> [Zu erledigende Aufgaben]
a) Übernimm aus dem Text über Technokraten wortgetreu die Stelle, die mit den Worten „Über dem Betrachten“ einsetzt und nach „Zweck an sich.“ endet.
b) Wozu sind Technokraten laut dem Text über Technokraten nicht in der Lage?
c) Schreibe den Text über Technokraten im Anschluss an seinen letzten Satz weiter.

> [Bereitgestellter Text]
○ ○ ○ ○ ○
Über dem Betrachten dieser bisweilen elegant den Schraubenschlüssel führenden Humanmechaniker kann nun leicht der Blick für eine fundamentale Lücke verloren gehen, der Blick für eine Fehlstelle, für ein fehlendes Organ, eine fehlende Dimension: der Blick dafür, daß Verwalter ihre Arbeit im Dienste der Reibungslosigkeit nicht mehr für einen Dienst an einem höheren Zweck halten, sondern für den politischen Zweck an sich.
Technokraten schmieren und verwalten das, was sie vorfinden. Sie sind zu einer politischen Vision nicht in der Lage, sie halten die Umstände für gegeben und verstehen ihr Tun, ihre realpolitische Flexibilität als Ausdruck einer tiefen Einsicht in das Wirkungsgefüge des Systems. Sie nehmen die große Gesellschaftsmaschinerie nicht nur hin, sondern sind gern ein wesentlicher, ein stabilisierender Teil in ihr, und das nicht ohne Ehrgeiz:
Denn sie funktionieren viel besser als der Durchschnitt und reagieren mit Unmut, wenn jemand die auf Leidenschaftslosigkeit heruntergekühlte Form der politischen Meinungsorganisation und ‑optimierung eben gerade nicht für das Wesen und die eigentliche Aufgabe eines Politikers hält.
○ ○ ○ ○ ○
> [Inhalt der Daten]
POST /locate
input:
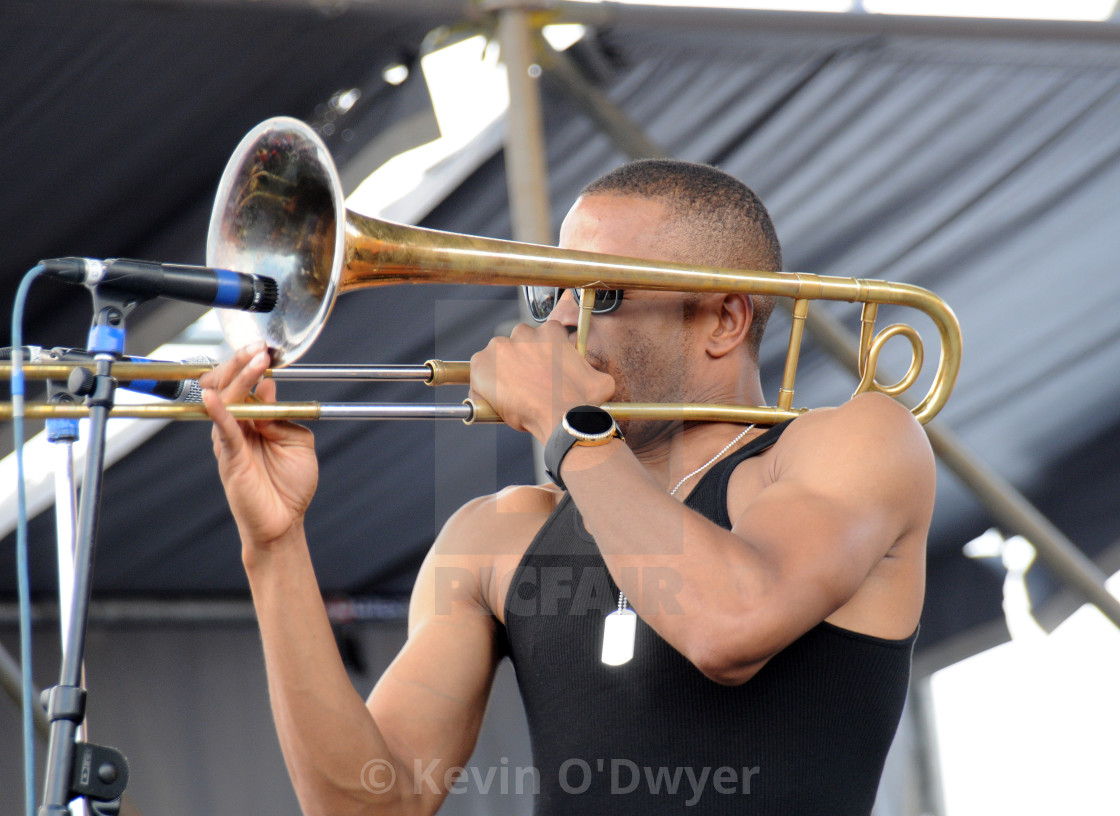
○ ○ ○ ○ ○
> [Antworten je Aufgabe]
a)
Über dem Betrachten dieser bisweilen elegant den Schraubenschlüssel führenden Humanmechaniker kann nun leicht der Blick für eine fundamentale Lücke verloren gehen, der Blick für eine Fehlstelle, für ein fehlendes Organ, eine fehlende Dimension: der Blick dafür, daß Verwalter ihre Arbeit im Dienste der Reibungslosigkeit nicht mehr für einen Dienst an einem höheren Zweck halten, sondern für den politischen Zweck an sich.

b) Zu einer politischen Vision.

c)
Technokraten kennen den Argwohn gegen das gepolsterte Joch unserer Zeit nicht. Wer wie Bernd Lucke jahrzehntelang in der CDU aktiv war, wird nicht plötzlich grundsätzlich und alternativ: Wer aus dem Establishment stammt, geht nicht freiwillig vor die Tür. Jede Eruption, jede fundamentale Erschütterung, jeder Aufstand gegen den Apparat, den »unsichtbaren Gegner« (Martin Lichtmesz), die »sekundäre Welt« (Botho Strauß) ist ihm völlig fremd.
Der Typ Lucke ist der Typ der Zukunft. Er optimiert sich selbst und sein Umfeld permanent und ist zur selben Rücksichtslosigkeit fähig, mit der ein Bauamtsleiter eine Allee fällen läßt, um eine Straße zu verbreitern. Leute aber, die etwas verteidigen, das er nicht begreift, sind ihm ein Rätsel.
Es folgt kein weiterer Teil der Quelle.